Exercise objective
Give the material from the line containing "Detects the white" through the end as a Markdown table, leaving out blank lines, with the columns Row and Content: a row number and the line itself.

Supplied records

########################################

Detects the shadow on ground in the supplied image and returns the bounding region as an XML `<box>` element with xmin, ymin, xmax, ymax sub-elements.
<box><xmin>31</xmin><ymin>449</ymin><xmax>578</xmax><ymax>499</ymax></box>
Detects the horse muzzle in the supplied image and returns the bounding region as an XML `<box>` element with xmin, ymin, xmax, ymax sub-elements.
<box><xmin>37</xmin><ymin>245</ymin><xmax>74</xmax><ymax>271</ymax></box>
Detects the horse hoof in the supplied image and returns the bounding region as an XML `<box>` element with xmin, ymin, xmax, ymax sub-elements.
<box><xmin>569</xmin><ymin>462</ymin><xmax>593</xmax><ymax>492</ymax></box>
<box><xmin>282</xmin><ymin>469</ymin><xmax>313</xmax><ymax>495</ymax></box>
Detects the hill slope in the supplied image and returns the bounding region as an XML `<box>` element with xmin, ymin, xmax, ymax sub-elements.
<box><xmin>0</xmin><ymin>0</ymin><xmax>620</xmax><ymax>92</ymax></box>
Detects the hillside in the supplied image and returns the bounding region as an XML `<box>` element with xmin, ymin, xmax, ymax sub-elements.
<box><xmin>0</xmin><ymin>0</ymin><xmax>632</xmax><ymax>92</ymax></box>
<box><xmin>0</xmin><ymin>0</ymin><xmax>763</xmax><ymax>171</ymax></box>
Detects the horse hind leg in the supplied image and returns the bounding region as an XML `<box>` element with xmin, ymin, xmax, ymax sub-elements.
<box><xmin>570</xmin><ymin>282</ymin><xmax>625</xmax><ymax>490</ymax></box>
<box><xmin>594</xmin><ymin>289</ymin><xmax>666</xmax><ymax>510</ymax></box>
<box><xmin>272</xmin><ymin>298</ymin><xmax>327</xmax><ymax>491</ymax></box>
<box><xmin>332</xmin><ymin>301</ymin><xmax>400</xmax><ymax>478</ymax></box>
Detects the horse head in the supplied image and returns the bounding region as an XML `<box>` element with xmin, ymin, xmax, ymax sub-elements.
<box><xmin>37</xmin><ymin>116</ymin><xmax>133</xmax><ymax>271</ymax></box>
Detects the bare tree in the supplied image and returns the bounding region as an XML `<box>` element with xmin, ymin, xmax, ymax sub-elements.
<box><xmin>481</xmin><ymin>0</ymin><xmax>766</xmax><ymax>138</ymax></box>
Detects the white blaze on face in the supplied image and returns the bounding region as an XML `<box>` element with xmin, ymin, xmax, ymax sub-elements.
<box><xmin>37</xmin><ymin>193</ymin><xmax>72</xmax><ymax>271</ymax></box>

########################################

Complete answer
| Row | Content |
|---|---|
| 1 | Detects the white blaze on face in the supplied image and returns the bounding region as an XML `<box>` element with xmin, ymin, xmax, ymax sub-elements. |
| 2 | <box><xmin>37</xmin><ymin>193</ymin><xmax>72</xmax><ymax>271</ymax></box> |